Extend the banana blueberry pancake recipe below by writing what comes after its final sentence.

=== Excerpt to read ===

Recipe: Banana blueberry pancakes (with one banana and lots of blueberries)

Banana blueberry pancakes make good use of a too-soft banana.

Banana blueberry pancakes make good use of a too-soft banana. Debbie Arrington

Bananas may be a tropical fruit, but they don’t last long in this heat. It seems just a day or two on the counter, and they go black.

(And I’ve met folks who have successfully grown edible bananas in Sacramento – not the Cavendish variety so familiar in supermarkets, but stubby little finger bananas. The trick: Providing winter protection for the plant from freezing cold.)

What to do with an overripe banana? Banana pancakes, of course. Add summer blueberries and you have a special (and filling) breakfast treat.

Banana blueberry pancakes

Makes 7 to 8 pancakes

1 cup all-purpose flour

2 tablespoons sugar

1 teaspoon baking powder

½ teaspoon baking soda

½ teaspoon salt

1 overripe banana, mashed

½ cup milk

1 large egg, lightly beaten

2 tablespoons vegetable oil

1 cup blueberries, washed

Butter or margarine for the griddle

Into a large bowl, sift together flour, sugar, baking powder, baking soda and salt.

=== Recorded information ===

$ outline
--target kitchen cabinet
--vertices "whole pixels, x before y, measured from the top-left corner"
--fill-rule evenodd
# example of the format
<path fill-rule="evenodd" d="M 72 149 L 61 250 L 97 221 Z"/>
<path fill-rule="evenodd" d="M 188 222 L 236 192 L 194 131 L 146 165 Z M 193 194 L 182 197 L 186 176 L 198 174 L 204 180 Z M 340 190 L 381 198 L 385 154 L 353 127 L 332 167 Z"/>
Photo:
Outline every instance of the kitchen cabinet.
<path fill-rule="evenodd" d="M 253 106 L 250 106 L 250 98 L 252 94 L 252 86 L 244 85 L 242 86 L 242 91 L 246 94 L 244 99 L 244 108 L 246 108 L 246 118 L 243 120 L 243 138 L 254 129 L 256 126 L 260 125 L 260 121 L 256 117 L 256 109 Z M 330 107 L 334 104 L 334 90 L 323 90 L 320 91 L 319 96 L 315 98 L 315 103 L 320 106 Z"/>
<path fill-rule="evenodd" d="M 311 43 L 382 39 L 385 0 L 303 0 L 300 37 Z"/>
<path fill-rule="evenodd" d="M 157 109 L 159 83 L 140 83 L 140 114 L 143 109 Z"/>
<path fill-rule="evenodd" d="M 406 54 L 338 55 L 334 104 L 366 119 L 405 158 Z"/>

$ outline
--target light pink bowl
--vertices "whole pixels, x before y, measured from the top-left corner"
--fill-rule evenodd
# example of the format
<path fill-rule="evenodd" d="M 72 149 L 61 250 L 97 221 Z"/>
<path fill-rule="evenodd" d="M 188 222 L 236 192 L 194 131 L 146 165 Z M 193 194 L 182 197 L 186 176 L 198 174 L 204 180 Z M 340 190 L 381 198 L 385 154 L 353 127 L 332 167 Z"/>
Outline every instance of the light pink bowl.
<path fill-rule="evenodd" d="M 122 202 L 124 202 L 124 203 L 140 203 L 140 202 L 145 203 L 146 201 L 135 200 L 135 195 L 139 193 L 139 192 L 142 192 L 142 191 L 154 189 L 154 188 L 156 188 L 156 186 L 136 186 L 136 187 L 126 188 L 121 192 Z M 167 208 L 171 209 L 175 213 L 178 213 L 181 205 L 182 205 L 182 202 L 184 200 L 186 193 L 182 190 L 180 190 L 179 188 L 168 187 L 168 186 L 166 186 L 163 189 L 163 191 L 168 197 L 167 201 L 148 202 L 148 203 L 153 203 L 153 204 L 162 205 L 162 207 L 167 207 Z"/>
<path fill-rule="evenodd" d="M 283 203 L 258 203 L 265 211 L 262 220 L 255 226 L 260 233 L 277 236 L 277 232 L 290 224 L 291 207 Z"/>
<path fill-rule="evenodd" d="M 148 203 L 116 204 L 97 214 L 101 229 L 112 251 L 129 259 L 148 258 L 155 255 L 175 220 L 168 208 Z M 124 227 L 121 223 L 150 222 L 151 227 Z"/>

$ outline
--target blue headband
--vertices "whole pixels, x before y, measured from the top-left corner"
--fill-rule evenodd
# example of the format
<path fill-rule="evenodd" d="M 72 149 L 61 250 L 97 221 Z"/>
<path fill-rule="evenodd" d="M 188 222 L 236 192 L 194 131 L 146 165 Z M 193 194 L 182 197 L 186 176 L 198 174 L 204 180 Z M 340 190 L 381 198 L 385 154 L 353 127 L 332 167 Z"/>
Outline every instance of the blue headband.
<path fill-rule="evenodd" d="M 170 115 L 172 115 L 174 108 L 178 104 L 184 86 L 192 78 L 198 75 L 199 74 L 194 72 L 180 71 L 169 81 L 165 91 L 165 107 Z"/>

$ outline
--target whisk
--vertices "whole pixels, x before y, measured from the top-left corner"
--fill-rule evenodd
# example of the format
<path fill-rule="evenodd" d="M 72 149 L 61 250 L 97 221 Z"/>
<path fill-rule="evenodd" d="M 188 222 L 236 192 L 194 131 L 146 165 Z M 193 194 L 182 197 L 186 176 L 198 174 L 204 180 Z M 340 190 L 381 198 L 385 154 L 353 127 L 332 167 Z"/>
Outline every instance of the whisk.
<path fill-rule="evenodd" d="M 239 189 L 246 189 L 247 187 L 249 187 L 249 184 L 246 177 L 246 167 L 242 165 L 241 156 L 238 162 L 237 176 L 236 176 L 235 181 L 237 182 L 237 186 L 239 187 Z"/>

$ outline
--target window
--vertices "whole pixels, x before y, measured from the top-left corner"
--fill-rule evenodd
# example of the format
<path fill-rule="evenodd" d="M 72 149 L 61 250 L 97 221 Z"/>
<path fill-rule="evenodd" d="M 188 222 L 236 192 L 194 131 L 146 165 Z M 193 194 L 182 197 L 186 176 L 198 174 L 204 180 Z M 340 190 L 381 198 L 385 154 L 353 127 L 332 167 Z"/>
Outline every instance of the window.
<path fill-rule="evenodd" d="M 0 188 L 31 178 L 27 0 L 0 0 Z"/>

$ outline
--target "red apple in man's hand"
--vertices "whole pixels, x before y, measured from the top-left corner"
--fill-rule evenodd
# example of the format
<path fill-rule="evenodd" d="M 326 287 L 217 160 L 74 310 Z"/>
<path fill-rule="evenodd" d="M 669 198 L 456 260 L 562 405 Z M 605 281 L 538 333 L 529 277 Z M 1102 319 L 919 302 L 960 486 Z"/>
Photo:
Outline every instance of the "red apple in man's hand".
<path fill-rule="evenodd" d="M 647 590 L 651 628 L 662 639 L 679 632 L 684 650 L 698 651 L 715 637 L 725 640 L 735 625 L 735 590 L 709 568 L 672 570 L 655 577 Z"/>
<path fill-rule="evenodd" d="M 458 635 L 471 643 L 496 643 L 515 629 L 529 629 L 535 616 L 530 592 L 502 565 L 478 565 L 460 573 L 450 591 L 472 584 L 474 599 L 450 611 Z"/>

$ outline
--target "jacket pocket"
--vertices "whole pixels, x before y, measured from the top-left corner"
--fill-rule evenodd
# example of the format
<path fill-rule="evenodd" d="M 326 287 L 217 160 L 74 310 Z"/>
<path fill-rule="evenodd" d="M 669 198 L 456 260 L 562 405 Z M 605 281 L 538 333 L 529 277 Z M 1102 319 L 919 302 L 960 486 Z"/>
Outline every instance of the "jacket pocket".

===

■ Exercise response ■
In a small bowl or large measuring cup, combine mashed banana and milk. Stir in beaten egg, then oil.

Add banana-milk mixture to dry ingredients. Stir until moistened. Fold in blueberries.

Heat griddle to 350 degrees F. Butter griddle, then ladle batter onto hot griddle. Cook until bubbles start to form on top of pancakes; flip pancakes over and cook until done, about 2 to 3 minutes more.

Remove from griddle. Serve hot with butter and maple syrup.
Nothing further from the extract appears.